* **Dataset entries**
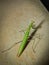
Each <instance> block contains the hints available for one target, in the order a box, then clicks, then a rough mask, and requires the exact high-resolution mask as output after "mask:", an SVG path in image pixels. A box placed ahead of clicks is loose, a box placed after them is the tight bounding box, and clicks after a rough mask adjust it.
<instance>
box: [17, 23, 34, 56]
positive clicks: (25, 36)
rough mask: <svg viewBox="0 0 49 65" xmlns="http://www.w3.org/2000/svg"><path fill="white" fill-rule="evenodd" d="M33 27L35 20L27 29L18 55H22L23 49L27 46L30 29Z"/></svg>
mask: <svg viewBox="0 0 49 65" xmlns="http://www.w3.org/2000/svg"><path fill="white" fill-rule="evenodd" d="M32 27H33V22H31V23H30V25H29V27H28V28H27V30H26V33H25V35H24V38H23V40H22V43H21V45H20V47H19V50H18V56H20V55H21V53H22V51H23V49H24V48H25V45H26V42H27V41H28V37H29V33H30V30H31V28H32Z"/></svg>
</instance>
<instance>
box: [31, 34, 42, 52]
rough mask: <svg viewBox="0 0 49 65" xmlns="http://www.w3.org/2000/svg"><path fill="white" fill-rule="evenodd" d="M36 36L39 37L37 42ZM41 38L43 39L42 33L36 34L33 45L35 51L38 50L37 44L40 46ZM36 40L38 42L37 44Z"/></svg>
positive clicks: (37, 37) (32, 47)
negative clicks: (37, 47) (36, 40)
mask: <svg viewBox="0 0 49 65" xmlns="http://www.w3.org/2000/svg"><path fill="white" fill-rule="evenodd" d="M36 38H37V39H38V41H37V42H36ZM41 39H42V35H40V34H36V35H35V37H34V42H33V47H32V48H33V51H34V52H36V48H37V46H38V44H39V42H40V40H41ZM35 42H36V44H35Z"/></svg>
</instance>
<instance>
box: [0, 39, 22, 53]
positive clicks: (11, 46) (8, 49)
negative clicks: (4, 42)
mask: <svg viewBox="0 0 49 65" xmlns="http://www.w3.org/2000/svg"><path fill="white" fill-rule="evenodd" d="M20 42H22V40H21V41H18V42H16V43H14V44H13V45H12V46H11V47H9V48H8V49H5V50H3V51H1V53H4V52H8V51H9V50H11V49H12V48H13V47H14V46H15V45H16V44H18V43H20Z"/></svg>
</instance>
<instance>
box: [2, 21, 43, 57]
mask: <svg viewBox="0 0 49 65" xmlns="http://www.w3.org/2000/svg"><path fill="white" fill-rule="evenodd" d="M42 23H43V21H42V22H40V23H39V24H38V25H37V26H36V27H35V25H34V21H31V23H30V25H29V26H28V28H27V29H26V32H25V35H24V38H23V40H22V41H19V42H21V45H20V47H19V49H18V53H17V56H20V55H21V54H22V52H23V50H24V48H25V46H26V44H27V41H29V40H28V38H29V33H30V30H31V28H32V29H34V31H33V32H32V33H33V34H35V32H36V31H37V29H38V28H39V27H40V25H41V24H42ZM19 42H18V43H19ZM15 45H16V44H14V45H13V46H15ZM13 46H11V47H10V48H8V49H6V50H3V51H2V53H4V52H5V51H7V50H10V49H11V48H12V47H13Z"/></svg>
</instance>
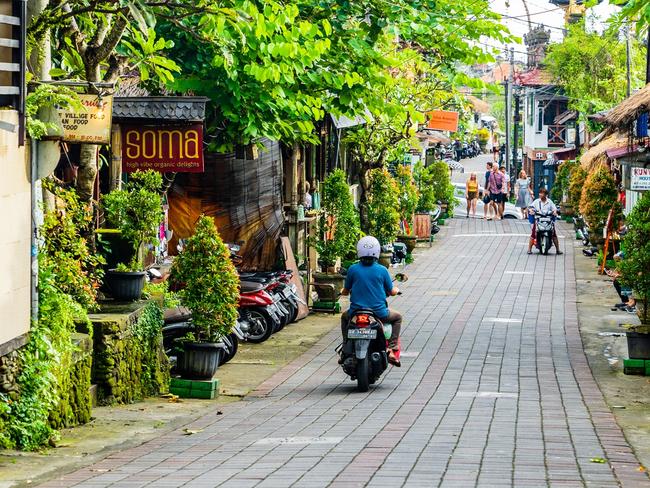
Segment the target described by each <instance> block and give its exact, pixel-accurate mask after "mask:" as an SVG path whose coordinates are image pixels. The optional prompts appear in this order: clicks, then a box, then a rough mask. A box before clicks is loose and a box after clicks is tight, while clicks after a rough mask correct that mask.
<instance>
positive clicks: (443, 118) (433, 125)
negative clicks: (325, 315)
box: [427, 110, 458, 132]
mask: <svg viewBox="0 0 650 488" xmlns="http://www.w3.org/2000/svg"><path fill="white" fill-rule="evenodd" d="M428 116H429V123H428V124H427V128H428V129H435V130H448V131H450V132H456V131H457V130H458V112H450V111H448V110H434V111H433V112H429V114H428Z"/></svg>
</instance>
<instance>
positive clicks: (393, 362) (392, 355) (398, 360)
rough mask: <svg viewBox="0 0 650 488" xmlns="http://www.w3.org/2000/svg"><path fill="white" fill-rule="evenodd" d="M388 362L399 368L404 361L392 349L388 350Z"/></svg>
mask: <svg viewBox="0 0 650 488" xmlns="http://www.w3.org/2000/svg"><path fill="white" fill-rule="evenodd" d="M388 362H389V363H390V364H392V365H393V366H397V367H398V368H400V367H401V366H402V363H401V362H400V361H399V360H398V359H397V358H396V357H395V353H394V352H393V351H392V350H391V349H389V350H388Z"/></svg>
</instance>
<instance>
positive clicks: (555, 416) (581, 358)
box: [43, 219, 650, 488]
mask: <svg viewBox="0 0 650 488" xmlns="http://www.w3.org/2000/svg"><path fill="white" fill-rule="evenodd" d="M528 232H529V225H528V223H527V222H525V221H515V220H513V221H498V222H494V221H492V222H486V221H483V220H479V219H451V221H450V225H449V226H445V232H444V236H443V237H441V239H440V240H439V241H436V242H435V243H434V246H433V247H432V248H430V249H429V248H426V249H420V250H418V253H417V254H418V255H417V259H416V261H415V263H414V264H413V265H411V266H409V268H408V274H409V276H410V279H409V281H408V282H406V283H404V284H403V286H402V287H401V288H402V290H403V292H404V295H403V296H400V297H395V298H394V299H393V302H392V306H395V307H396V308H398V309H400V311H402V312H403V313H404V317H405V320H404V326H403V332H402V345H403V355H402V367H401V368H390V369H389V370H388V371H387V372H386V374H384V375H383V376H382V378H381V379H380V381H379V382H378V383H377V384H376V385H373V387H372V388H371V389H370V391H369V392H368V393H359V392H357V391H356V388H355V386H354V384H353V383H351V382H350V381H349V379H347V378H346V377H345V375H344V374H343V373H342V372H341V371H340V367H339V365H338V364H337V358H336V355H335V353H334V351H333V349H334V346H335V345H336V344H337V343H338V341H339V340H340V339H339V332H338V331H337V330H336V328H330V329H331V331H330V332H329V333H328V334H326V335H325V336H323V337H322V339H321V340H320V341H319V342H318V343H317V344H316V345H315V346H314V347H313V348H311V349H310V350H309V351H308V352H307V353H306V354H303V355H302V356H300V357H299V358H298V359H296V360H294V361H293V362H291V363H290V364H289V365H288V366H287V367H285V368H283V369H282V370H281V371H279V372H278V373H277V374H275V375H274V376H272V377H271V378H269V379H268V380H267V381H265V382H264V383H263V384H262V385H260V387H259V388H258V389H257V391H256V392H255V394H254V395H251V396H249V397H247V399H246V401H242V402H238V403H234V404H231V405H224V406H223V408H222V412H223V414H222V415H219V414H218V413H216V412H210V413H208V414H206V415H203V416H202V417H201V418H200V419H198V420H197V421H195V422H193V423H192V424H191V426H188V427H189V428H191V429H193V430H194V431H195V432H196V434H194V435H186V432H184V431H183V430H182V429H177V430H175V431H171V432H168V433H165V434H164V435H162V436H160V437H158V438H156V439H153V440H151V441H149V442H146V443H144V444H142V445H140V446H138V447H134V448H130V449H126V450H123V451H121V452H119V453H114V454H111V455H109V456H107V457H106V458H105V459H103V460H102V461H100V462H98V463H95V464H91V463H87V466H86V467H84V468H83V469H80V470H78V471H76V472H74V473H70V474H68V475H65V476H62V477H59V478H58V479H56V480H53V481H51V482H49V483H46V484H44V485H43V486H44V487H48V488H54V487H65V488H68V487H71V486H79V487H87V488H90V487H93V488H101V487H115V488H126V487H129V488H131V487H145V486H146V487H176V486H193V487H206V488H207V487H215V486H224V487H232V488H244V487H253V486H255V487H259V488H286V487H288V486H295V487H296V488H298V487H304V488H315V487H325V486H334V487H345V488H350V487H357V486H358V487H365V486H371V487H373V488H375V487H384V486H386V487H388V486H390V487H397V486H407V487H423V486H427V487H429V486H440V487H456V488H461V487H462V488H466V487H469V486H473V487H484V488H495V487H499V488H502V487H506V486H512V487H516V488H522V487H530V488H539V487H541V486H561V487H584V486H587V487H595V488H614V487H616V488H620V487H624V488H627V487H630V488H638V487H642V486H649V485H650V482H649V480H648V477H647V475H646V474H645V473H644V472H643V471H641V470H639V463H638V460H637V459H636V457H635V456H634V453H633V451H632V449H631V448H630V446H629V445H628V443H627V442H626V440H625V438H624V437H623V433H622V431H621V429H620V428H619V426H618V425H617V424H616V421H615V418H614V415H613V414H612V413H611V411H610V410H609V408H608V407H607V404H606V403H605V399H604V398H603V395H602V394H601V392H600V390H599V389H598V385H597V383H596V381H595V380H594V377H593V375H592V372H591V370H590V368H589V364H588V362H587V357H586V356H585V354H584V352H583V345H582V340H581V337H580V331H579V328H578V310H577V306H576V301H577V300H576V296H577V295H576V294H577V290H576V279H575V271H574V258H575V256H574V248H573V246H572V243H573V236H572V235H571V232H570V229H569V228H568V226H561V227H560V232H561V233H564V234H565V236H563V239H561V241H562V243H563V246H564V245H567V244H568V245H567V246H566V253H565V254H564V255H563V256H557V255H549V256H540V255H538V254H533V255H530V256H529V255H527V254H526V252H525V246H526V243H527V240H528ZM488 256H489V257H490V261H487V260H486V257H488Z"/></svg>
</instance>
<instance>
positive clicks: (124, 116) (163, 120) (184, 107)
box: [113, 96, 209, 122]
mask: <svg viewBox="0 0 650 488" xmlns="http://www.w3.org/2000/svg"><path fill="white" fill-rule="evenodd" d="M208 100H209V98H207V97H149V96H142V97H119V96H116V97H115V98H114V99H113V119H114V120H116V121H120V120H121V121H124V120H146V119H150V120H157V121H170V122H178V121H182V122H203V120H204V119H205V104H206V102H208Z"/></svg>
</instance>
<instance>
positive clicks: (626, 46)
mask: <svg viewBox="0 0 650 488" xmlns="http://www.w3.org/2000/svg"><path fill="white" fill-rule="evenodd" d="M624 28H625V69H626V75H627V89H626V93H627V97H628V98H629V97H630V94H631V90H632V72H631V70H630V24H629V22H626V23H625V27H624Z"/></svg>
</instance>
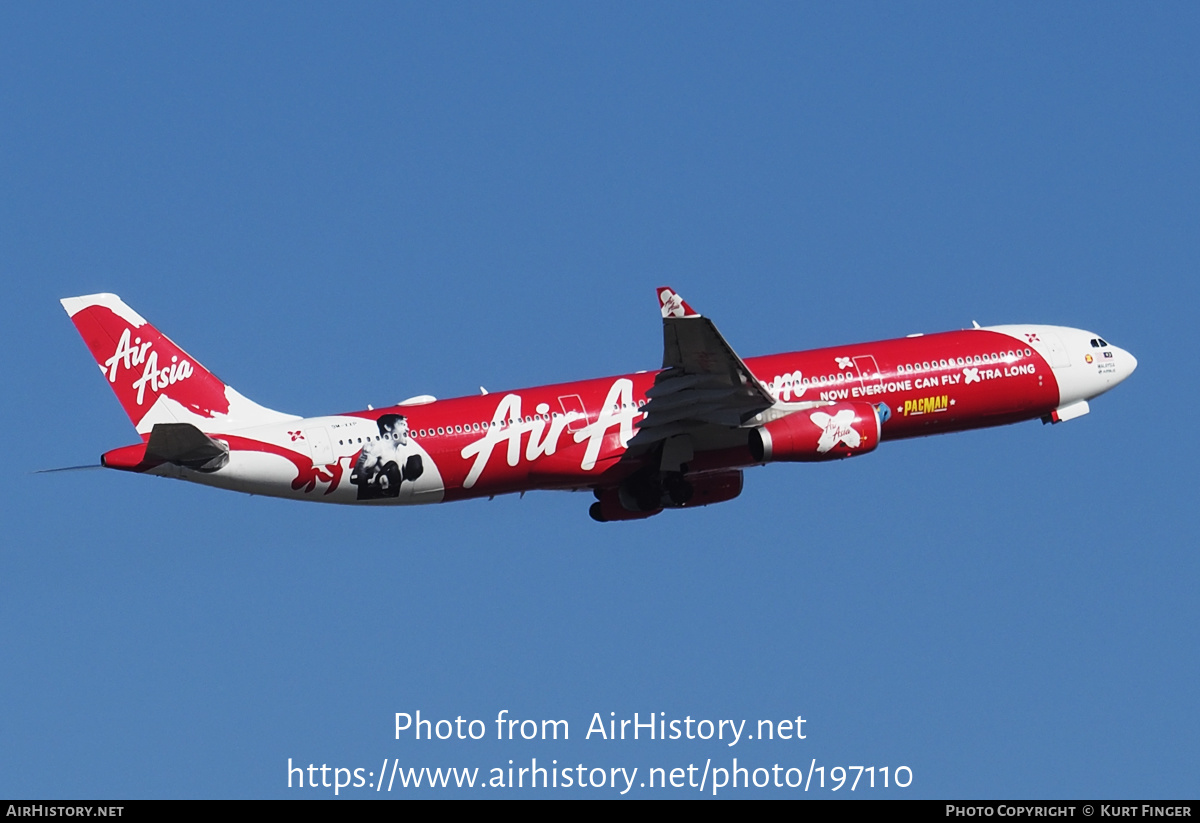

* **Exercise goal**
Taking every line of the records above into account, tally those that contain "then" and give only the total.

* **Solution to the problem**
2